Position identification records:
..............................
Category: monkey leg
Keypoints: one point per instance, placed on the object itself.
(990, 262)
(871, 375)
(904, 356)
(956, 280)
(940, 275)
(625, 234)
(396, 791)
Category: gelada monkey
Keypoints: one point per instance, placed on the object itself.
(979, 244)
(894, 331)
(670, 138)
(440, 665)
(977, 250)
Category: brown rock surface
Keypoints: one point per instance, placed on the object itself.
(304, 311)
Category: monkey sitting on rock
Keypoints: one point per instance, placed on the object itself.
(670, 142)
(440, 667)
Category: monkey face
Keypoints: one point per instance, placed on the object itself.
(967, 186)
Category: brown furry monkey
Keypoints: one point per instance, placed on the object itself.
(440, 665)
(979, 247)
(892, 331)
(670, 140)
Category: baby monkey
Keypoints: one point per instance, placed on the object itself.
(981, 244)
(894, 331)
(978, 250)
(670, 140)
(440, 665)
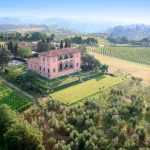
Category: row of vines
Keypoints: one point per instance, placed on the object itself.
(135, 54)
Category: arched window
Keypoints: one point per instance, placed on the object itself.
(66, 56)
(66, 65)
(61, 66)
(60, 57)
(71, 64)
(70, 55)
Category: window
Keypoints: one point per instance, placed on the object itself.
(71, 55)
(66, 56)
(60, 58)
(77, 54)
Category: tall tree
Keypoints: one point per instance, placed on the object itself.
(42, 46)
(24, 52)
(4, 56)
(67, 43)
(22, 136)
(61, 44)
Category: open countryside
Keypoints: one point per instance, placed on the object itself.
(135, 69)
(75, 75)
(87, 88)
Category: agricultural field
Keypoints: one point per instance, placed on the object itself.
..............................
WHAT YOU NEED TO DO: Rewrite all of the material above, swapping "Category" for "Class" and leaving everything else unchanged. Leave the pictures out.

FINAL RESULT:
Class: monkey leg
Keypoints: one point per instance, placed on the object itself.
(990, 262)
(871, 375)
(904, 356)
(956, 280)
(940, 275)
(625, 234)
(396, 791)
Class: gelada monkey
Keypoints: one point per instance, placed on the object itself.
(979, 244)
(894, 331)
(670, 138)
(440, 665)
(977, 250)
Class: brown rock surface
Keypoints: one point per instance, placed on the object itself.
(304, 311)
Class: monkey sitting on rock
Keypoints: one point per instance, placed on the object itself.
(670, 142)
(440, 667)
Class: monkey face
Keypoints: one point per instance, placed on the object itself.
(967, 186)
Class: brown furry monkey
Keypoints: one point per instance, placed on the object itself.
(440, 665)
(979, 247)
(892, 331)
(670, 140)
Class: baby monkey
Keypoints: one point per instance, placed on the object itself.
(981, 244)
(894, 331)
(978, 250)
(670, 140)
(440, 665)
Class: row of vines
Keypoints: one point per instance, placed on the object itself.
(135, 54)
Class: arched window
Keypoints: one point per instance, placed on the object itself.
(66, 56)
(66, 65)
(61, 66)
(60, 57)
(71, 64)
(70, 55)
Class: window
Keypoints: one point per instance, placed on the object itself.
(71, 55)
(66, 56)
(60, 58)
(77, 54)
Class: tall tree
Keypoints: one point per instance, placed on the object itself.
(42, 46)
(24, 52)
(4, 56)
(67, 43)
(22, 136)
(61, 44)
Class: open countryside
Keypoints: one point per instance, placed on the object itself.
(135, 69)
(75, 75)
(87, 88)
Class: agricultural field
Keypoints: one point per instance, placed on the object itself.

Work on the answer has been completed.